Source data:

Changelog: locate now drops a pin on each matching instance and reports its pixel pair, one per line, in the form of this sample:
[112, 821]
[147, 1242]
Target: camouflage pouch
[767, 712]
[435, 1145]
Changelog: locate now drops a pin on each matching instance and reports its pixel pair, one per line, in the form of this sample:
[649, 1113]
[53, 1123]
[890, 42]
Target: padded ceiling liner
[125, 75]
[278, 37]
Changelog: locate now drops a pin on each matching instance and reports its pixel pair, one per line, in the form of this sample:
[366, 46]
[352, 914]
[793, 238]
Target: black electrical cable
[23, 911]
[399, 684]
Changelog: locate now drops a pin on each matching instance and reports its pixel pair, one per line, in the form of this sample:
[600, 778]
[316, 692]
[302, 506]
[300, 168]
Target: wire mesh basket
==
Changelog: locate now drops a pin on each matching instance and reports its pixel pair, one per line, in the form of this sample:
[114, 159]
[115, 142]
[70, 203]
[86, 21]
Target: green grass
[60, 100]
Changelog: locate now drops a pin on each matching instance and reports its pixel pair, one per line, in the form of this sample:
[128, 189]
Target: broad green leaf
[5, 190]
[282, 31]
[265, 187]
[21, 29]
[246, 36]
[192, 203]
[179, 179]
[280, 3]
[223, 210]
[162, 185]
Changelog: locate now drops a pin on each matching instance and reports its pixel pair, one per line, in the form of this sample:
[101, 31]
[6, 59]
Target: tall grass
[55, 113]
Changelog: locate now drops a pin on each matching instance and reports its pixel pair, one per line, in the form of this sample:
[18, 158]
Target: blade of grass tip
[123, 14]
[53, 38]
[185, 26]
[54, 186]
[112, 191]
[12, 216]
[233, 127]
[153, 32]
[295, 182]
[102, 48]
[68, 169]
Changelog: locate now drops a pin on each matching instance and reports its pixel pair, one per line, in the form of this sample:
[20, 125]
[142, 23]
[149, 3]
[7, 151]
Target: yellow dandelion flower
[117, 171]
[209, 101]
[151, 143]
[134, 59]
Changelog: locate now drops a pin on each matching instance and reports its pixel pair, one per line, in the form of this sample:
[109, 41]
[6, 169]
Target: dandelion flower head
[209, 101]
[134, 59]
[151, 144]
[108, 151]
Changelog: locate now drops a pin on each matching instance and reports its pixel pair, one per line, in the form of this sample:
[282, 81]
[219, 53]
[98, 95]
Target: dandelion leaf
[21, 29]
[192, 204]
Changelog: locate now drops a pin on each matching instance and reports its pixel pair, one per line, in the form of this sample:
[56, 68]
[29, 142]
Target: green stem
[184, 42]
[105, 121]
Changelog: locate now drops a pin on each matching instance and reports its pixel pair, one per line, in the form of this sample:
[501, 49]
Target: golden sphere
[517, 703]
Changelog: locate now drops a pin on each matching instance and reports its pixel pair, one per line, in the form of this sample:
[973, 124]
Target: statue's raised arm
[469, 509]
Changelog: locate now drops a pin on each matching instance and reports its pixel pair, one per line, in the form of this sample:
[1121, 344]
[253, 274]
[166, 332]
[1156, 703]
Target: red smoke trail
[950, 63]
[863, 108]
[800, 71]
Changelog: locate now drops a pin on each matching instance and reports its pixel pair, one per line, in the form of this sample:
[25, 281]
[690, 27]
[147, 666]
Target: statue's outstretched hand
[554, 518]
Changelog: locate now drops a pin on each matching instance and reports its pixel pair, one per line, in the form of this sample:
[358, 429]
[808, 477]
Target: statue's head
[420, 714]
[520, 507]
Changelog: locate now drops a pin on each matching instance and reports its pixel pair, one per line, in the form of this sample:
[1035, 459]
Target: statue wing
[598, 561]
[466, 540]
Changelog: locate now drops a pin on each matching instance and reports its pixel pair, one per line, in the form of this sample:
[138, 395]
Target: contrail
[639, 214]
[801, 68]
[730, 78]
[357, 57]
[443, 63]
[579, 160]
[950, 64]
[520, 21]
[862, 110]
...
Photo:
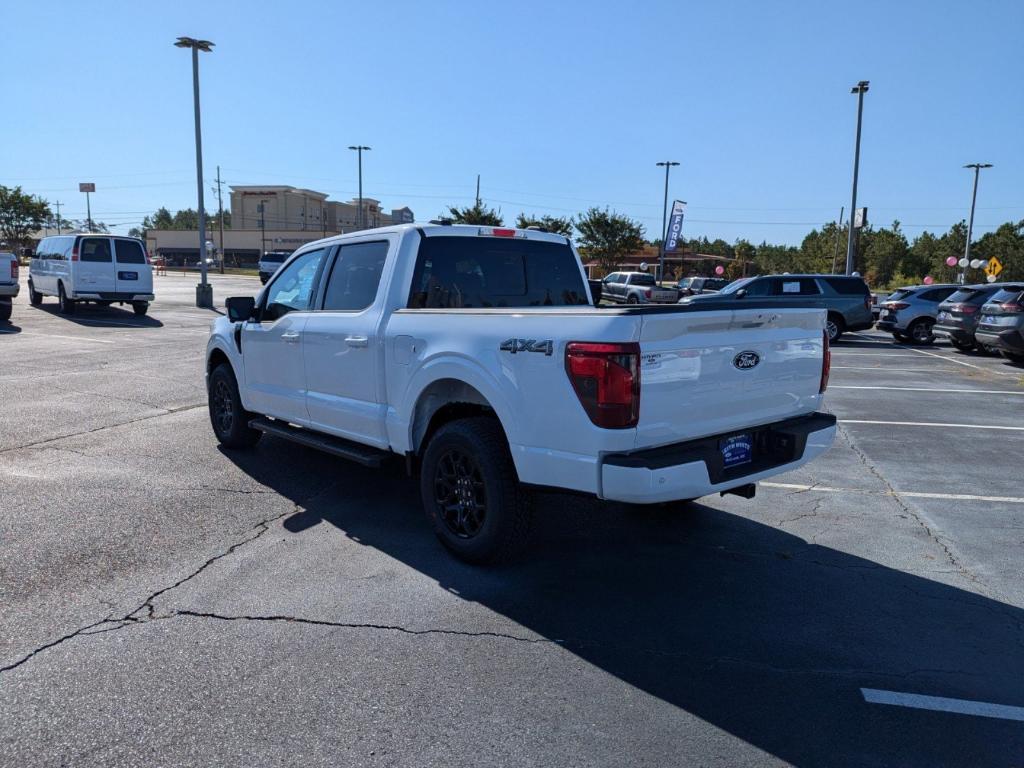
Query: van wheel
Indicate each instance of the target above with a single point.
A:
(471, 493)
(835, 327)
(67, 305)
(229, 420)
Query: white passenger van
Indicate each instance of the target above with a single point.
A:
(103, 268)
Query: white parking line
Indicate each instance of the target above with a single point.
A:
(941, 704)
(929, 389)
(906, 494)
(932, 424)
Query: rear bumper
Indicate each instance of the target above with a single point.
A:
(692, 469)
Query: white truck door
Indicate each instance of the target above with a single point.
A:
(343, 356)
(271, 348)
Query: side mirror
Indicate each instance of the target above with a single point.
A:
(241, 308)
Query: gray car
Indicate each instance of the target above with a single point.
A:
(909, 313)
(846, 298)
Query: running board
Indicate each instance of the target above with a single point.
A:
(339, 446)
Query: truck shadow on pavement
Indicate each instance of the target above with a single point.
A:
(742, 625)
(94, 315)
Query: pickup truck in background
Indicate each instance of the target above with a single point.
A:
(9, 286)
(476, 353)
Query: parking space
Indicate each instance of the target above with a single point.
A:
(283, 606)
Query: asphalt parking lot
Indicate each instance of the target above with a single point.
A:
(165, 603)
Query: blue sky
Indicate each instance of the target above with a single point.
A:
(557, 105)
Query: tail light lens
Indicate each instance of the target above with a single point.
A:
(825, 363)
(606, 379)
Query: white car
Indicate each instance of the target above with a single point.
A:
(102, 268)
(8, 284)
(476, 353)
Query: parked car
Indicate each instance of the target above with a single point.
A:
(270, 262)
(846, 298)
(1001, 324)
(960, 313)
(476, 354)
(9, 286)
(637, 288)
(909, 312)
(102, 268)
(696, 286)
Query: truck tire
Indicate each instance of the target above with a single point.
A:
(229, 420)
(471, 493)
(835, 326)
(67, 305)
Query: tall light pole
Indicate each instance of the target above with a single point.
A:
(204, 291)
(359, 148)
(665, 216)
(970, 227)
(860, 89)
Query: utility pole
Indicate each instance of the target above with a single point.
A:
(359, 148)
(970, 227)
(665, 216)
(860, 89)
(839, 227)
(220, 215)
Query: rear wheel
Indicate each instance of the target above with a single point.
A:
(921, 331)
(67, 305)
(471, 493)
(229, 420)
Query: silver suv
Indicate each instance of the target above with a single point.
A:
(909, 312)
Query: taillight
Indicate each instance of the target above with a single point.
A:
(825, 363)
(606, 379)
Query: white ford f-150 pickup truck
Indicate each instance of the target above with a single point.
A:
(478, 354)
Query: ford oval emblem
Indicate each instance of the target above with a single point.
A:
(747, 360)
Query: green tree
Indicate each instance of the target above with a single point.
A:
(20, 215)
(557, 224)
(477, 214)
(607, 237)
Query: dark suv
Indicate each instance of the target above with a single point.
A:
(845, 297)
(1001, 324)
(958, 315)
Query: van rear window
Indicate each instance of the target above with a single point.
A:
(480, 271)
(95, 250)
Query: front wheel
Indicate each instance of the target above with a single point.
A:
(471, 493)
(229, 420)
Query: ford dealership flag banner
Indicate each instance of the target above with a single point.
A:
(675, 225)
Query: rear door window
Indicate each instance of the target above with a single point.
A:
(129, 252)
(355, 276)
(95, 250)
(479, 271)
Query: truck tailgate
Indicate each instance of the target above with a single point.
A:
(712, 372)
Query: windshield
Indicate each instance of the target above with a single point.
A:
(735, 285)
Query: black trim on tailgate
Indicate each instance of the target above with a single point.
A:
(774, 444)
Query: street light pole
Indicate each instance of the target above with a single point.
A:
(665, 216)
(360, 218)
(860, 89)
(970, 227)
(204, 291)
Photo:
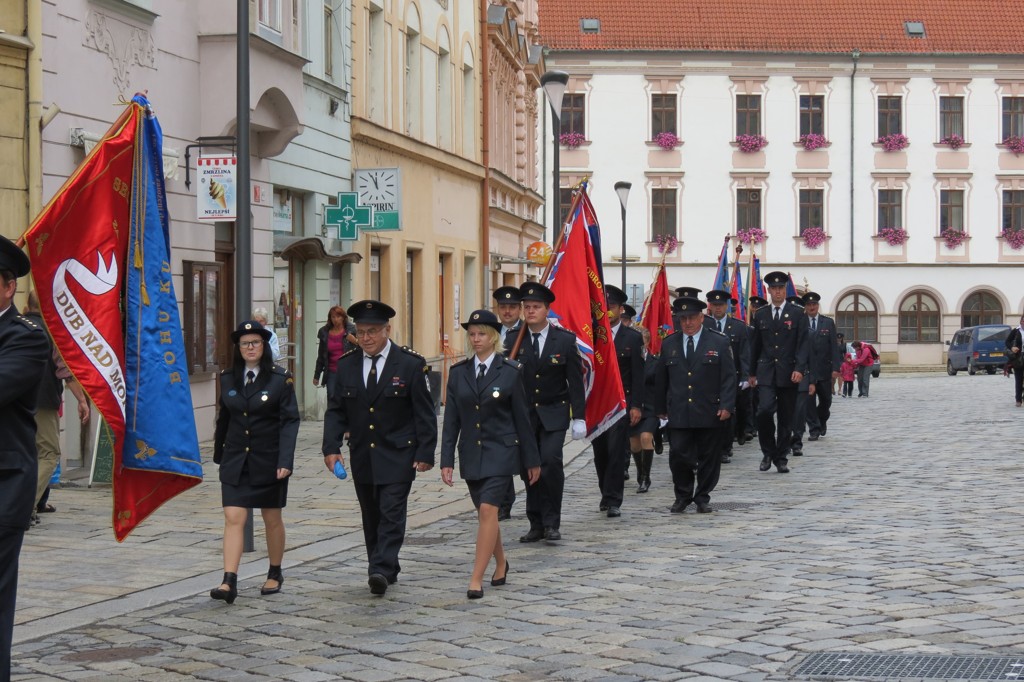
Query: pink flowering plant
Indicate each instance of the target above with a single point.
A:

Aim of the exercise:
Look over the data above and show each line that contains "truck".

Written response:
Query: white truck door
Query: truck shadow on pavement
Query: pickup truck in background
Query: truck tire
Query: white ford f-150 pickup truck
Query: truck tailgate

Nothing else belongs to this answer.